• _Document section_:

________________________

Alex Massie Alex Massie

Towards a Republican Recovery

Reihan Salam offers some tough love to the GOP:

In a Pew survey conducted shortly after the 2008 election, an impressive 38 percent of the electorate identified themselves as conservatives, far more than the 21 percent who called themselves liberals. Yet 51 percent of those self-described conservatives favored repealing some of the Bush tax cuts. And 24 percent of them wanted to repeal all of them. Not surprisingly, a larger share of liberals and moderates felt the same way. Note that the official GOP position has been that the Bush tax cuts should be made permanent. To put it plainly, the official Republican position—forcefully advanced by conservative media luminaries—reflects the views of just under half of the most conservative bloc of the country.

And:

Republicans, particularly rock-ribbed Reaganites, have compromised themselves into a corner. They say they’re cutting taxes, but they never go after funding for Medicare and Medicaid and education. Instead Republicans talk about trimming or at least restraining discretionary spending. That’s a good and worthwhile thing to do, but it’s not where the real money is. The real money is in making Medicare and Medicaid and education cheaper and more effective. But hard-core conservatives don’t talk about those issues because they’d rather pretend these mammoth, massively popular programs didn’t exist.

This is one reason why, tempting though it is to howl in anguish at the prospect of President Obama’s plans to massively increase the federal deficit over the coming years, the “Tea Party” movement has had difficulty in persuading people to take it seriously. Now, as Reihan says, it may well be that the GOP is right to think that cutting taxes remains important, but, right now, it’s not enough to sustain the party, let alone prepare it for happier times. That is, the ghosts of Regan and Jack Kemp can only take you so far.

That doesn’t mean abandoning time-honoured conservative principles, but it does require them to be updated to accomodate the electorate’s current concerns.

________________________

• _Entries supplied_:
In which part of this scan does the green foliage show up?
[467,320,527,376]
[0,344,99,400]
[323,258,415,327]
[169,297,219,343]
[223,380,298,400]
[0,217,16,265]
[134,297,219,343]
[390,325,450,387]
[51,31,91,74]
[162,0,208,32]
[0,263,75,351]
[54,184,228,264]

________________________

• _Actions to take_:
[a] Answer these from the post on Republican recovery:
(i) In the Pew survey, what percent of the electorate called themselves conservatives?
(ii) Which three programs does the post say Republicans never go after funding for?
(iii) Which movement does the post say has had difficulty persuading people to take it seriously?
[b] Translate this sentence from the post on Republican recovery into Spanish: "Instead Republicans talk about trimming or at least restraining discretionary spending."
The entries aren't needed here.

• _Expected outputs_:
[a]
(i) 38 percent
(ii) Medicare, Medicaid and education
(iii) The "Tea Party" movement

[b] En cambio, los republicanos hablan de recortar o al menos contener el gasto discrecional.